▸ SHORT TASK
Copy all the entries below exactly, but not the pictures.

(Source records)
+++
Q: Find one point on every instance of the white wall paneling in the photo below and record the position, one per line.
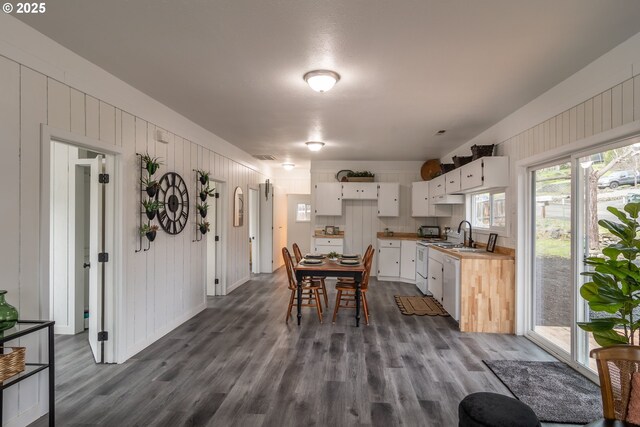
(161, 288)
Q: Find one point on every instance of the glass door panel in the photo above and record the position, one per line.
(551, 260)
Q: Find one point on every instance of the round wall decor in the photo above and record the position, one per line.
(174, 196)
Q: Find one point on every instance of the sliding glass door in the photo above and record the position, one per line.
(551, 254)
(567, 199)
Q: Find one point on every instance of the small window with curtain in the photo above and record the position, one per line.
(303, 212)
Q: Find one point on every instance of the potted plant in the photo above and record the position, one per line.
(151, 164)
(151, 207)
(614, 288)
(150, 185)
(203, 226)
(202, 209)
(207, 191)
(203, 176)
(149, 231)
(360, 176)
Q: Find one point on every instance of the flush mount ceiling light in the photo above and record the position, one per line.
(321, 80)
(314, 145)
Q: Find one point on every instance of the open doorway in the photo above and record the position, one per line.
(81, 218)
(254, 230)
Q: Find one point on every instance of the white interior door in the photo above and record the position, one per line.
(95, 271)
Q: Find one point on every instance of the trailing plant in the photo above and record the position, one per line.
(150, 186)
(202, 208)
(151, 164)
(203, 176)
(203, 226)
(148, 228)
(360, 174)
(614, 288)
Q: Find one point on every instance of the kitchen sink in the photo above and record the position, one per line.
(472, 250)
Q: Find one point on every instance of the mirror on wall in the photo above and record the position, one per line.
(238, 207)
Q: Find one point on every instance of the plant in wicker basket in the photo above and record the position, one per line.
(614, 288)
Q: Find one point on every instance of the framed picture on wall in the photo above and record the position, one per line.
(491, 243)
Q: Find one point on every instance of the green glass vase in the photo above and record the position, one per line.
(8, 313)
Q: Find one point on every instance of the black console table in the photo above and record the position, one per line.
(22, 328)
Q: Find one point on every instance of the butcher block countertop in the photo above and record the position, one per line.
(399, 236)
(474, 255)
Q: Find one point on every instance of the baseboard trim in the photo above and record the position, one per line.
(27, 417)
(137, 348)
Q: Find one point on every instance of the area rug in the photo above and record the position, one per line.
(555, 392)
(420, 306)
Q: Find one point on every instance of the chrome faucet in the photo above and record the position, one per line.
(470, 231)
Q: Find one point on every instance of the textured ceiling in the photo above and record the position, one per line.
(408, 67)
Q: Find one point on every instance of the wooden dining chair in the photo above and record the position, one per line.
(346, 289)
(320, 280)
(616, 368)
(310, 294)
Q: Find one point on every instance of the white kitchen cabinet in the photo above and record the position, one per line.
(451, 286)
(388, 199)
(435, 278)
(389, 261)
(328, 199)
(452, 181)
(325, 245)
(421, 203)
(437, 186)
(359, 191)
(408, 259)
(484, 173)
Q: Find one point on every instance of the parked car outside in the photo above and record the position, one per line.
(615, 179)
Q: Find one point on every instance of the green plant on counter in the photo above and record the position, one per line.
(614, 288)
(360, 174)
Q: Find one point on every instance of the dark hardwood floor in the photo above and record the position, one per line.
(238, 363)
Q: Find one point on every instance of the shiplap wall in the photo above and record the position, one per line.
(164, 286)
(607, 110)
(359, 219)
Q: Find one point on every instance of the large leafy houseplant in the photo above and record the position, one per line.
(615, 281)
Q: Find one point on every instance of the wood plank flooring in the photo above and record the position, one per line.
(238, 364)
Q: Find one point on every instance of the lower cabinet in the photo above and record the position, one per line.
(389, 261)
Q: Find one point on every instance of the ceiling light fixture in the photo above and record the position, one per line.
(321, 80)
(314, 145)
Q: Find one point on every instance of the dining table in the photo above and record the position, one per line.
(330, 268)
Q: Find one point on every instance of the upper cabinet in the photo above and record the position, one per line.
(359, 190)
(484, 173)
(388, 199)
(422, 204)
(328, 199)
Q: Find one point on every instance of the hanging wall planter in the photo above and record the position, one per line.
(202, 209)
(149, 231)
(151, 164)
(203, 176)
(150, 186)
(151, 207)
(204, 227)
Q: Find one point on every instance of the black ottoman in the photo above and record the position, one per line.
(495, 410)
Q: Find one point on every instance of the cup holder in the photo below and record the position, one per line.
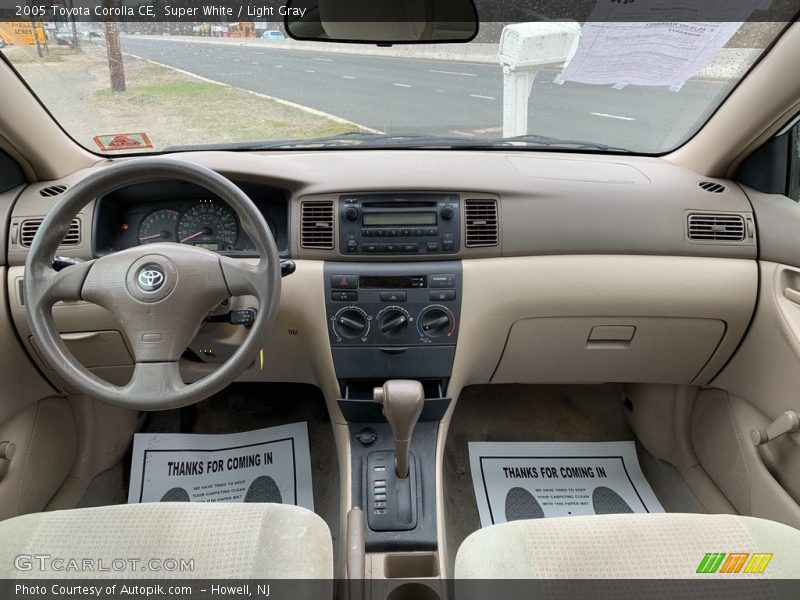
(413, 591)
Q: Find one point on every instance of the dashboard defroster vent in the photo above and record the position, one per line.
(712, 187)
(29, 227)
(316, 224)
(481, 223)
(53, 190)
(716, 228)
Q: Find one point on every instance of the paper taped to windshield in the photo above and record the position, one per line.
(266, 465)
(515, 481)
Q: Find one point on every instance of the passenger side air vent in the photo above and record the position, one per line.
(481, 223)
(716, 228)
(712, 187)
(52, 190)
(29, 228)
(316, 224)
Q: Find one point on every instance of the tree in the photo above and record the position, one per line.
(115, 66)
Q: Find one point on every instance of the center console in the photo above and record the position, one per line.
(393, 321)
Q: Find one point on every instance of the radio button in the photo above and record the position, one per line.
(344, 296)
(393, 296)
(344, 282)
(442, 295)
(442, 280)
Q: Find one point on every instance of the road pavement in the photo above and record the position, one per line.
(442, 97)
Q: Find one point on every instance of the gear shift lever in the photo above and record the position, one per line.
(402, 401)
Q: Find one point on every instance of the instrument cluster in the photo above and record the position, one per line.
(178, 213)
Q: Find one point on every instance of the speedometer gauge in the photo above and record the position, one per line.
(159, 226)
(209, 224)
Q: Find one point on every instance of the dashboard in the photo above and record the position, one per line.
(171, 211)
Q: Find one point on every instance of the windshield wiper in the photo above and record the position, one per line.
(364, 140)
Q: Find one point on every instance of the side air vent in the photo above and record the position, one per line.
(712, 187)
(716, 228)
(481, 223)
(29, 228)
(52, 190)
(316, 224)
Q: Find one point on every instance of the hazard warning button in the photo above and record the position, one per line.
(344, 282)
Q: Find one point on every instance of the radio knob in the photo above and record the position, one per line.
(393, 321)
(351, 323)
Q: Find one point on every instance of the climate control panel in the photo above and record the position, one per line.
(394, 305)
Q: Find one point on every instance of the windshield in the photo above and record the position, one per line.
(640, 87)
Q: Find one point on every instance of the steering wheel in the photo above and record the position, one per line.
(160, 293)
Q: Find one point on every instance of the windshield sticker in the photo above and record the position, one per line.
(123, 141)
(634, 44)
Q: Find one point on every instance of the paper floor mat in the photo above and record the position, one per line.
(267, 465)
(535, 480)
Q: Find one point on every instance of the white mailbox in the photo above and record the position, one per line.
(525, 45)
(524, 48)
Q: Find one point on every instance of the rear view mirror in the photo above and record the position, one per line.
(382, 22)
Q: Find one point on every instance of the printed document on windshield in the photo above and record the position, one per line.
(654, 42)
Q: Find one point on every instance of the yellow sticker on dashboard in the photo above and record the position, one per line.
(123, 141)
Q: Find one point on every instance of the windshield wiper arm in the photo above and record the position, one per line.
(532, 139)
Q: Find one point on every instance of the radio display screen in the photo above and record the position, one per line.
(398, 219)
(393, 281)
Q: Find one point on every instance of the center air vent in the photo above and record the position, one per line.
(29, 228)
(53, 190)
(712, 186)
(481, 223)
(316, 224)
(716, 228)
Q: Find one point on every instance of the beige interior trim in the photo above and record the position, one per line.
(768, 96)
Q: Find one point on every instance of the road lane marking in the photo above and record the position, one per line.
(453, 73)
(607, 116)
+++
▸ TASK RESPONSE
Q: Find one point on every instance of the white wall paneling in the photo below and record the position, one per line.
(161, 288)
Q: Find one point on every instance of the glass door panel in the photo above and record the position, one per line.
(551, 260)
Q: Find one point on every instance of the round wall decor in the photo above and record the position, one per line.
(174, 196)
Q: Find one point on every instance of the sliding glass door in the photo above and record the position, one per line.
(551, 254)
(567, 199)
Q: Find one point on every instance of the small window with curtain in the photo above and record the position, one per line.
(303, 212)
Q: Find one point on every instance of the potted plant in the photo above and record the position, one per line.
(151, 164)
(151, 207)
(614, 288)
(150, 185)
(203, 226)
(202, 209)
(207, 191)
(203, 176)
(149, 231)
(360, 176)
Q: Find one point on every instance of the flush mount ceiling light in the photo above and record the position, one per line.
(321, 80)
(314, 145)
Q: Find one point on every instance of the open doorway in the photo above and record the position, one per line.
(81, 218)
(254, 230)
Q: Find one point on every instance of the white interior door in the photo above and record the position, one per line.
(95, 271)
Q: Find one point on every instance of the trailing plant in the photo above and record the position, one per line.
(150, 186)
(202, 208)
(151, 164)
(203, 176)
(203, 226)
(148, 228)
(360, 174)
(614, 288)
Q: Find one point on every instance of the kitchen sink in the photo above and record the position, one per line.
(472, 250)
Q: Find one point on every instance of the mirror on wall in the photo above and record the position, one per line.
(238, 207)
Q: Find one point on every instance of the plant in wicker basket in the photo above and record the position, one per line.
(614, 288)
Q: Find one point on every instance of the framed picture on wall in the photo above and record the position, one per line.
(491, 243)
Q: Find one point on every instance of the green glass vase in the photo above and record the position, one per line.
(8, 313)
Q: Find one point on every instance of the black console table in the photo above and record the position, one per line.
(22, 328)
Q: Find one point on every instance of the butcher block countertop in the photo above and record the position, one per line.
(399, 236)
(474, 255)
Q: Find one point on every instance of the baseboard trim in the photo above and record the position, one per line.
(27, 417)
(137, 348)
Q: Find one point on every instance of the area rug in the photo above and record the position, one per line.
(555, 392)
(420, 306)
Q: Find one point on every instance of the chrome faucet in the photo above and record the position, one per line.
(470, 231)
Q: Find one point on every instance of the textured ceiling in the photo above and record the position, one per line.
(408, 67)
Q: Find one point on every instance of the wooden dining chair in the photo above and record the position, one per line.
(346, 289)
(320, 280)
(616, 368)
(310, 294)
Q: Find one point on every instance of the white kitchen cabinet in the photo above and record the position, one per line.
(451, 286)
(388, 199)
(435, 278)
(389, 261)
(328, 199)
(452, 181)
(325, 245)
(421, 203)
(437, 186)
(359, 191)
(408, 259)
(484, 173)
Q: Find one point on every instance of the parked car outside in the photo above and record the position, one per line.
(615, 179)
Q: Find one point on every instance of the green plant on counter in the photo above and record the position, one per line.
(614, 288)
(360, 174)
Q: Find one point on every instance of the dark hardwood floor in the photo above and record the position, one per line.
(238, 363)
Q: Find one point on every instance of the shiplap wall in the photo above and record the position, one per line.
(164, 286)
(607, 110)
(359, 219)
Q: Find one point on every instance of the large leafy houseplant in the photo above and record the position, one per line.
(615, 281)
Q: Find one point on every instance of the wood plank flooring in the photo above and record the position, one per line.
(238, 364)
Q: Find one point on every instance of the lower cabinet in the photo above and record the position, one per line.
(389, 261)
Q: Find one point on every instance of the ceiling light fixture in the photo above and record the position, one per line.
(321, 80)
(314, 145)
Q: Find one point on every instance of the dining table in the photo above and record the position, one per line.
(330, 268)
Q: Find one point on every instance of the upper cabinet in the photo above and record the position, one per line.
(359, 190)
(484, 173)
(388, 199)
(422, 204)
(328, 199)
Q: Find one point on every instance of the hanging wall planter in the photo above and record the position, one per line.
(202, 209)
(149, 231)
(151, 164)
(203, 176)
(150, 186)
(151, 207)
(204, 227)
Q: Find one point on every instance of the black ottoman in the photo above and record the position, one per line.
(495, 410)
Q: Find one point on every instance of the cup holder in the photo below and record the position, one per line.
(413, 591)
Q: Find one point on every instance of the dashboard defroster vent in the photo above and record the position, one per line.
(712, 187)
(29, 227)
(316, 224)
(481, 223)
(53, 190)
(716, 228)
Q: Find one point on every instance of the paper taped to windshield in the photo above and record the position, one per line.
(266, 465)
(515, 481)
Q: Find one point on every instance of the passenger side air vent in the photo above and record the position, one per line.
(481, 223)
(716, 228)
(712, 187)
(52, 190)
(29, 228)
(316, 224)
Q: Find one point on every instance of the tree in the photo above and record the position, one per line.
(115, 66)
Q: Find one point on every instance of the center console in the photo above and record the position, one per line.
(393, 321)
Q: Find one point on every instance of the radio button in the photo above and record the position, one per line.
(344, 296)
(393, 296)
(344, 282)
(442, 295)
(442, 280)
Q: Find one point on every instance of the road pavement in the photo above and record the position, one per line.
(442, 97)
Q: Find one point on every instance of the gear shift lever in the photo above and record the position, one per line.
(402, 401)
Q: Find one point on every instance of the instrument cluster in the photo above and record the position, one per line.
(178, 213)
Q: Find one point on every instance of the speedometer gauge in the photo above and record the position, one per line.
(159, 226)
(209, 224)
Q: Find one point on every instance of the dashboard in the photo above and record the position, one per line.
(171, 211)
Q: Find one point on every instance of the windshield wiper in the photo above and record the position, one per line.
(364, 140)
Q: Find one point on every instance of the side air vent in the photo above and record the position, one per line.
(712, 187)
(716, 228)
(481, 223)
(29, 228)
(52, 190)
(316, 224)
Q: Find one point on every instance of the hazard warning button in the photo above and record the position, one per line.
(344, 282)
Q: Find one point on every instance of the radio knob in the photo above and record the position, one per line.
(393, 321)
(351, 323)
Q: Find one point on every instance of the climate control panel in the photo above and record the position, one per line.
(394, 305)
Q: Find one point on every instance of the windshield in the photo above and record the position, one per line.
(640, 87)
Q: Find one point on every instance of the steering wheel in the photo above and record the position, one per line.
(160, 293)
Q: Find one point on every instance of the windshield sticker in the photo above and record the position, one per line.
(123, 141)
(634, 44)
Q: Find one point on every instance of the paper floor mat in the photo above and record the position, one per line.
(267, 465)
(535, 480)
Q: Find one point on every instance of the white mailbox in the photo above and record the position, one per line.
(525, 45)
(524, 48)
Q: Find one point on every instance of the rear view mirror in the photo above and record the position, one per line.
(382, 22)
Q: Find one point on every instance of the printed document on windshield in the photo above and record the position, one per line.
(654, 42)
Q: Find one point on every instance of the yellow sticker on dashboard in the photo above and record the position, one per line.
(123, 141)
Q: Find one point on every instance of the windshield wiper arm in the photo above and record the position, one per line.
(532, 139)
Q: Find one point on every instance of the radio display screen in the photo above and record the position, one per line.
(398, 219)
(393, 281)
Q: Find one point on every instance of the center air vent in the photo above and record the position, one per line.
(29, 228)
(53, 190)
(712, 186)
(481, 223)
(316, 224)
(716, 228)
Q: Find one point on every instance of the beige interior trim in the photo above and record the position, one per line.
(768, 96)
Q: Find one point on every instance of the road lane marking in the photo above and record the position, one per line.
(453, 73)
(607, 116)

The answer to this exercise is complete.